» **Solicitação 1**: Copie da notícia sobre o debate de agroecologia o trecho que começa nas palavras "A atividade faz" e para depois de "Elio Rizzo Jr)".
» **Solicitação 2**:
Responda com base na notícia sobre o debate de agroecologia:
(a) Em que casa legislativa o debate foi realizado?
(b) Qual é o número da Reunião Ordinária da Cnapo da qual a atividade faz parte?
(c) Em que cidade acontece essa reunião?
» **Solicitação 3**: Retome a notícia sobre o debate de agroecologia e escreva a continuação a partir do ponto em que ela termina.

» **Texto do documento**:
A centralidade da agroecologia para a garantia da soberania e segurança alimentar e nutricional da sociedade brasileira e o enfrentamento à crise climática foi tema de debate nesta quarta-feira (9/04), na Câmara dos Deputados. O encontro reuniu representantes da sociedade civil, de povos e comunidades tradicionais e do governo federal, agricultores, especialistas e parlamentares, e reforçou a importância da articulação entre diferentes atores para o fortalecimento de políticas públicas na área.

A atividade faz parte das ações da 27ª Reunião Ordinária da Comissão Nacional de Agroecologia e Produção Orgânica (Cnapo), que acontece em Brasília (DF) nesta semana. Foi organizada em conjunto pela Cnapo, pelo Conselho Nacional de Segurança Alimentar e Nutricional (Consea), pelo Conselho Nacional de Desenvolvimento Rural Sustentável (Condraf) e pela Frente Parlamentar Mista de Soberania e Segurança Alimentar e Nutricional e de Combate à Fome no Brasil (FPSAN).

Atividade que promoveu o debate sobre a importância da agroecologia para combater a fome e as mudanças climáticas fez parte da Reunião Ordinária da Cnapo. (Foto: Elio Rizzo Jr)

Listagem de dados
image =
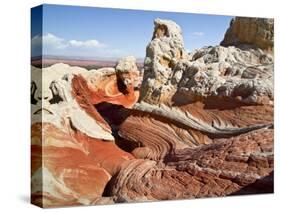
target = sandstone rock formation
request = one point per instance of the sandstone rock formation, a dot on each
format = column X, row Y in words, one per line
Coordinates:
column 196, row 124
column 256, row 32
column 73, row 152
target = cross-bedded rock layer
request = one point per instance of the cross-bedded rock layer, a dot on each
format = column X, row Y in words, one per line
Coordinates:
column 189, row 125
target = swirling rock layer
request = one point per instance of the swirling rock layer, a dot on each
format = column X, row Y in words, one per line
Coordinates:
column 189, row 125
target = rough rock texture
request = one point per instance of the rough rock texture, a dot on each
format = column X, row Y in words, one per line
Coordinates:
column 117, row 86
column 203, row 125
column 220, row 73
column 256, row 32
column 197, row 124
column 162, row 53
column 73, row 152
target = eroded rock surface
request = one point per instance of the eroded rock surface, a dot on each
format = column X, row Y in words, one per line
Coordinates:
column 256, row 32
column 194, row 125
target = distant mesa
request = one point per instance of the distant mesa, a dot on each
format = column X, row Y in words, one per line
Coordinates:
column 255, row 32
column 186, row 125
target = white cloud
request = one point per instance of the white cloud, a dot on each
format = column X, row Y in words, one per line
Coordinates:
column 86, row 44
column 54, row 45
column 197, row 34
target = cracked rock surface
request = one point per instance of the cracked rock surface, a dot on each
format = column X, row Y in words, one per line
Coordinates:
column 189, row 125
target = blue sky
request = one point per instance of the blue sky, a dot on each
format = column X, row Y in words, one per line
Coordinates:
column 113, row 33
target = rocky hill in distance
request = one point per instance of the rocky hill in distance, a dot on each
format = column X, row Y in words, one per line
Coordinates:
column 187, row 125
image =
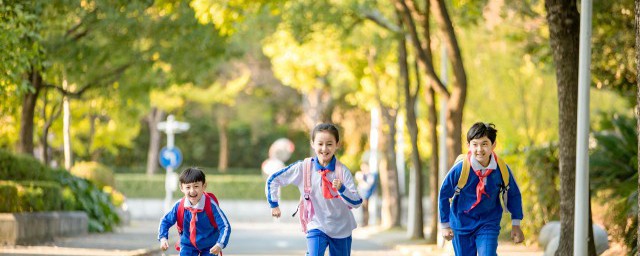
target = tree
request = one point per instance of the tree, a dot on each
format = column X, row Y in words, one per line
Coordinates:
column 564, row 31
column 414, row 20
column 637, row 23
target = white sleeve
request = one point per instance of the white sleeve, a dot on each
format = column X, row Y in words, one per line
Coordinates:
column 348, row 192
column 291, row 174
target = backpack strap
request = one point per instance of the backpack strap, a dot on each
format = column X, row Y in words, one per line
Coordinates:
column 504, row 171
column 306, row 173
column 464, row 174
column 180, row 216
column 339, row 171
column 209, row 209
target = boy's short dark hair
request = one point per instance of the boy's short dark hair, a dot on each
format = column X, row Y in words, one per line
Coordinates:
column 480, row 129
column 331, row 128
column 191, row 175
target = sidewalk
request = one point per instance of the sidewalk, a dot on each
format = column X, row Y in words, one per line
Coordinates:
column 253, row 229
column 131, row 240
column 397, row 240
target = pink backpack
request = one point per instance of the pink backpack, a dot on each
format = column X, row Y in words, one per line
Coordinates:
column 306, row 206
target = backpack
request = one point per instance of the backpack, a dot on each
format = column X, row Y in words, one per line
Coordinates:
column 207, row 209
column 305, row 206
column 464, row 177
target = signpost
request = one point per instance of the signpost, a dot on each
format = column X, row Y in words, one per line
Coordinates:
column 170, row 156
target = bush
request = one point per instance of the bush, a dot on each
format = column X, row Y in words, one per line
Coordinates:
column 8, row 196
column 99, row 174
column 35, row 196
column 21, row 167
column 30, row 196
column 90, row 199
column 244, row 187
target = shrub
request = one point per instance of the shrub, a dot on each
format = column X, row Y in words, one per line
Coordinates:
column 30, row 196
column 8, row 196
column 35, row 187
column 21, row 167
column 243, row 187
column 37, row 196
column 99, row 174
column 97, row 204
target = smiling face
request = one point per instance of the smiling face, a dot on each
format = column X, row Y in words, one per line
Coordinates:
column 193, row 191
column 481, row 149
column 324, row 144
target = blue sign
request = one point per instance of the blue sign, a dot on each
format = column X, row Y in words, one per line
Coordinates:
column 170, row 157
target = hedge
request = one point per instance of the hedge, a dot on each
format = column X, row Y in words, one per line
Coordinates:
column 32, row 186
column 30, row 196
column 243, row 187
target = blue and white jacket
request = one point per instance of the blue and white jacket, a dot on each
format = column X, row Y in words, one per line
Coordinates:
column 332, row 216
column 488, row 213
column 206, row 235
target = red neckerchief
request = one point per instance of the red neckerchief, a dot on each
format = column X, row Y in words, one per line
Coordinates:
column 480, row 188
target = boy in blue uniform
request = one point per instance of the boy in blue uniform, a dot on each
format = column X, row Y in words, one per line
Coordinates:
column 472, row 217
column 206, row 234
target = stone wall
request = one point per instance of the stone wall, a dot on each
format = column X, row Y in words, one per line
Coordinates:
column 38, row 227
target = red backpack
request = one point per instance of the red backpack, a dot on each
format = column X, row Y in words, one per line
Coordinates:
column 305, row 206
column 207, row 209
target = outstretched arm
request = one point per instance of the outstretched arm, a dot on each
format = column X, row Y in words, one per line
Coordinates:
column 347, row 190
column 291, row 174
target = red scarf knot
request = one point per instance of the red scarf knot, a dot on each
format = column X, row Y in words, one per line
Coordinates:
column 192, row 225
column 480, row 187
column 327, row 186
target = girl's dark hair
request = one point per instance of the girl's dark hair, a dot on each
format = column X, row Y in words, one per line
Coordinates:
column 191, row 175
column 480, row 129
column 331, row 128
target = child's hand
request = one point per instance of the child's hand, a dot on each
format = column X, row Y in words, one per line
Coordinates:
column 215, row 250
column 447, row 233
column 337, row 184
column 516, row 234
column 275, row 212
column 164, row 245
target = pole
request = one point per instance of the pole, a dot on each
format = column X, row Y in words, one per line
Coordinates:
column 373, row 160
column 581, row 225
column 442, row 165
column 400, row 154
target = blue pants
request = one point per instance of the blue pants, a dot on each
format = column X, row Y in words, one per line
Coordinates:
column 317, row 243
column 190, row 251
column 483, row 242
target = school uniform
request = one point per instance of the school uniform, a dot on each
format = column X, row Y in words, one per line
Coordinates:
column 476, row 224
column 333, row 222
column 206, row 236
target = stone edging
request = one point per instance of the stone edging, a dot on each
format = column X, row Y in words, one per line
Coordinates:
column 37, row 227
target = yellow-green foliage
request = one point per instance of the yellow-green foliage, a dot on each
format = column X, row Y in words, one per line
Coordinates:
column 99, row 174
column 116, row 197
column 30, row 196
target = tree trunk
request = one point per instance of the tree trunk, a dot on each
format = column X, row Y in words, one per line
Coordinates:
column 415, row 191
column 391, row 204
column 638, row 104
column 28, row 111
column 155, row 116
column 92, row 131
column 66, row 132
column 564, row 29
column 456, row 101
column 456, row 96
column 433, row 164
column 223, row 156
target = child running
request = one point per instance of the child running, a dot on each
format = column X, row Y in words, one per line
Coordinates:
column 470, row 208
column 328, row 194
column 207, row 233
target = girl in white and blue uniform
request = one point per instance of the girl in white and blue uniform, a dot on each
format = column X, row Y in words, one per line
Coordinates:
column 332, row 224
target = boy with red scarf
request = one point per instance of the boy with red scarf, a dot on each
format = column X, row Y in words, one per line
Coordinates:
column 471, row 217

» **Resposta escrita 1**:
A atividade faz parte das ações da 27ª Reunião Ordinária da Comissão Nacional de Agroecologia e Produção Orgânica (Cnapo), que acontece em Brasília (DF) nesta semana. Foi organizada em conjunto pela Cnapo, pelo Conselho Nacional de Segurança Alimentar e Nutricional (Consea), pelo Conselho Nacional de Desenvolvimento Rural Sustentável (Condraf) e pela Frente Parlamentar Mista de Soberania e Segurança Alimentar e Nutricional e de Combate à Fome no Brasil (FPSAN).

Atividade que promoveu o debate sobre a importância da agroecologia para combater a fome e as mudanças climáticas fez parte da Reunião Ordinária da Cnapo. (Foto: Elio Rizzo Jr)

» **Resposta escrita 2**:
(a) Na Câmara dos Deputados.
(b) É a 27ª Reunião Ordinária.
(c) Em Brasília (DF).

» **Resposta escrita 3**:
O representante da Articulação Nacional da Agroecologia (ANA) na Cnapo, Paulo Petersen, destacou a importância da atuação conjunta em torno da agenda de transformação dos sistemas agroalimentares no país. “Tudo na agroecologia deve ser visto em termos de articulação. O tema climático não pode ser desassociado da questão alimentar, especialmente num país como o Brasil, onde os sistemas agroalimentares são responsáveis por 70% das emissões de gases de efeito estufa ”, afirmou.

Segundo Petersen, essa deve ser uma agenda central diante das prioridades políticas do governo. “Nós temos o plano de agroecologia lançado, o plano de abastecimento lançado, o plano de segurança alimentar lançado, mas ainda falta orçamento e apoio político. Então, esse evento trata exatamente de como devemos nos articular melhor para incidir nas políticas, e fazer com que essas políticas cheguem nos territórios.”

A construção de pontes entre movimentos sociais, parlamentares e o governo foi ressaltada pelo coordenador da FPSAN, o deputado federal Padre João (PT-MG), que promoveu o encontro na Câmara. “É a construção de uma agenda estratégica para o país, por meio da interação entre as frentes parlamentares e os colegiados, com repercussão importante a nível de América Latina, Caribe e mundo. O Brasil sempre protagonista das discussões sobre combate à fome, segurança alimentar e mudança climática.”

Deputado federal Padre João (PT-MG), ao lado de Fábio Pacheco, representante da Articulação Nacional de Agroecologia, destaca o papel protagonista do Brasil nas discussões sobre combate à fome, segurança alimentar e mudança climática. (Foto: Elio Rizzo Jr)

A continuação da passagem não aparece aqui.